What needs to be done: Beginning with the first line below, output every record verbatim and leave out the images.
─── Input material ───
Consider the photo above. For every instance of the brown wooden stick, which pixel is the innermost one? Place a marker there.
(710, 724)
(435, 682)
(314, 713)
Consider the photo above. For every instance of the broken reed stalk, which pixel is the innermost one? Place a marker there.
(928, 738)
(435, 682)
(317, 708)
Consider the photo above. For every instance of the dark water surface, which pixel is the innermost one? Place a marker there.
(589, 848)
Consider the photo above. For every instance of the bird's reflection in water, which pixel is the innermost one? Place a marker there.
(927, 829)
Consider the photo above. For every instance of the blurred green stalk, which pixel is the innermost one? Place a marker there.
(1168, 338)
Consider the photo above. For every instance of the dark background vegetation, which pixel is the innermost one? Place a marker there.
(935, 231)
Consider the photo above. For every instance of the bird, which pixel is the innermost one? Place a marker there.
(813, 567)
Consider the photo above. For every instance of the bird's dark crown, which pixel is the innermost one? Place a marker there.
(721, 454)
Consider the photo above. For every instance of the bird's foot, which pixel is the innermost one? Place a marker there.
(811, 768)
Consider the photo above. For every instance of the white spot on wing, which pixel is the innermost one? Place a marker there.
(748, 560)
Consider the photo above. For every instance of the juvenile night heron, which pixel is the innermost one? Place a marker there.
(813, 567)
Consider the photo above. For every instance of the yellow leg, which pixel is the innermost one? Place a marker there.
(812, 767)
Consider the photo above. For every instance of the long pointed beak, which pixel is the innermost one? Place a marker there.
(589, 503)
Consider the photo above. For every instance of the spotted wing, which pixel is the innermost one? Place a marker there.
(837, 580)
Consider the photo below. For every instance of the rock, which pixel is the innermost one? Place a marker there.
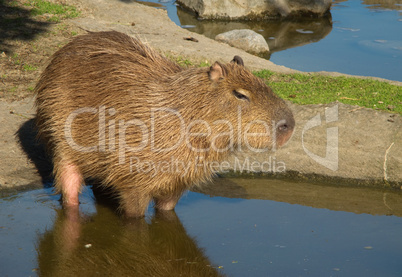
───
Exercise response:
Consider the photo above. For every instance of the brown wooden stick, which pixel is the innermost one? Place a marker there.
(710, 724)
(435, 682)
(314, 713)
Consider the photo above. For every instance of the broken reed stalk, which pixel is the innermost one? Place a marker there.
(928, 738)
(435, 682)
(317, 708)
Consider the photo above. For every instance of the dark water surface, which pixel is the innermost one? Place a marker there.
(589, 848)
Consider the photo above. For every instance of the bird's reflection in water, which pixel is the innermost one? Place a marker there.
(927, 829)
Consider the photo above. For every instance of the blurred green stalk, which pixel is the innermost one? Place a marker there.
(1168, 338)
Consider the photo above. For every instance of the dark background vegetation, which pixel is the innermost one? Place a marker there.
(935, 231)
Consider the photo above. For every instance of the bird, which pixel is the innermost one? Place a marker there.
(813, 567)
Consider the photo above. For every instance of the bird's dark crown, which pixel is the innermost one? Place a marker there.
(721, 454)
Consider the photo above. For every instance of the bird's foot, which pixel is the innermost one? Place a marker there.
(811, 768)
Consider the photo above. For every instance of the white spot on wing, which pixel is the innermost one? Place a marker there.
(748, 560)
Consider the photo above. For every instance of the juvenile night heron, which pixel is the innermost one? Place a marker there.
(813, 567)
Consider the photo above. For every instance of the yellow leg, which pixel is the innermost one? Place a marker there.
(812, 767)
Consider the photo above. For every instance of the long pointed beak, which pixel is the innermost one? Place a marker there.
(589, 503)
Consider the photo above. For every instance of the spotted wing, which pixel is the innermost one? Place a marker there.
(837, 580)
Consider the photo below. For every instance of the rock, which pixel is the innermost one? Place a marker there.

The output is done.